◆ Directions: The lines that make up this material should each be returned exactly.

[Opening Data records section]

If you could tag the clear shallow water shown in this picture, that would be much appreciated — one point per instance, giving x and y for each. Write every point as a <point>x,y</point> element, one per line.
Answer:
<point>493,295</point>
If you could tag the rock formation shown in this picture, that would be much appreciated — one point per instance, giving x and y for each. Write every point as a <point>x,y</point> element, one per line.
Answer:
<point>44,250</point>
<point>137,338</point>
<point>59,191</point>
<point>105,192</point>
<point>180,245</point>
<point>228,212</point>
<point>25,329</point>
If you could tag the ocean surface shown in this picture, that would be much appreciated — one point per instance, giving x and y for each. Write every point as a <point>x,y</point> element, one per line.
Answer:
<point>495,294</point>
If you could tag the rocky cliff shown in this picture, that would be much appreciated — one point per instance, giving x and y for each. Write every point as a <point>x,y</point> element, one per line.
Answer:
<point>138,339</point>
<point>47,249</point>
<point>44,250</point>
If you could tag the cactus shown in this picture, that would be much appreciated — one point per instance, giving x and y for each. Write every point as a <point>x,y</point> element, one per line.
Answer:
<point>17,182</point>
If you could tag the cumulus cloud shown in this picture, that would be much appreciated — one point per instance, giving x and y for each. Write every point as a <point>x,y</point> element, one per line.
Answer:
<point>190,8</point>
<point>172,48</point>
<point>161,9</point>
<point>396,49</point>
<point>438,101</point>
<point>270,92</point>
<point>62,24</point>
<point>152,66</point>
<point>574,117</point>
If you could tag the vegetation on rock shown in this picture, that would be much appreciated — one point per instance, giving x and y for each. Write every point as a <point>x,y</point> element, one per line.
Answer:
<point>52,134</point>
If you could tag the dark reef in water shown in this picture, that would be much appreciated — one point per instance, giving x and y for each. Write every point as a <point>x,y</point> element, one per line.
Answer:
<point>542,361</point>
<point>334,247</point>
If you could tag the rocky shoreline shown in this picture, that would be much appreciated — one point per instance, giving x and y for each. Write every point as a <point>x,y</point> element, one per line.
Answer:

[Closing Data records section]

◆ Output of the task:
If you could tag the clear shallow water shown in this picture, that would be much appreciated — one point per instance, giving x and y for each. Write every point as a <point>x,y</point> element, one per line.
Answer:
<point>493,295</point>
If you could tag the rock formation shown in this picture, that would be much appreciated — one point per instance, giving x and y for each. Write every point as a <point>x,y</point> element, one per line.
Answer:
<point>44,250</point>
<point>137,338</point>
<point>59,191</point>
<point>105,192</point>
<point>180,245</point>
<point>228,212</point>
<point>25,329</point>
If you could tag the ocean surface shown in this picture, that would be much appreciated — one point per instance, giving x and y for each. Write every point as a <point>x,y</point> element, one per line.
Answer:
<point>495,294</point>
If you could tag the rocky cliff shown in this picture, that would be much appreciated — one point per instance, giving x and y for each. Write every point as a <point>x,y</point> element, one per line.
Answer:
<point>138,339</point>
<point>47,249</point>
<point>44,250</point>
If you could tag the cactus shown in this picture, that would be much appreciated — one point per instance, giving x and y for each. Write every point as a <point>x,y</point> element, one per line.
Answer:
<point>17,182</point>
If you could tag the cumulus cloud shown in this picture, that would be much appreciated — one point per instance, giving x and y for each. Write every point as a <point>x,y</point> element, one per line.
Answer:
<point>190,8</point>
<point>172,48</point>
<point>161,9</point>
<point>396,49</point>
<point>438,101</point>
<point>270,92</point>
<point>62,24</point>
<point>152,66</point>
<point>574,117</point>
If you could tag the vegetation on rock shown in this picture, that would be much appreciated — one point per instance, giving x and y for each. Write every point as a <point>x,y</point> element, one per line.
Answer:
<point>52,134</point>
If you could tag the dark reef in water shown in this picture, that would be much appreciated — one point per instance, giving x and y for each. Write every point as a <point>x,y</point> element, one per line.
Answer:
<point>542,361</point>
<point>334,247</point>
If you could tag the rocky shoreline shown in this picture, that would be much appreciated — one point per instance, giving x and y for each. Write every point as a <point>x,y</point> element, one per line.
Answer:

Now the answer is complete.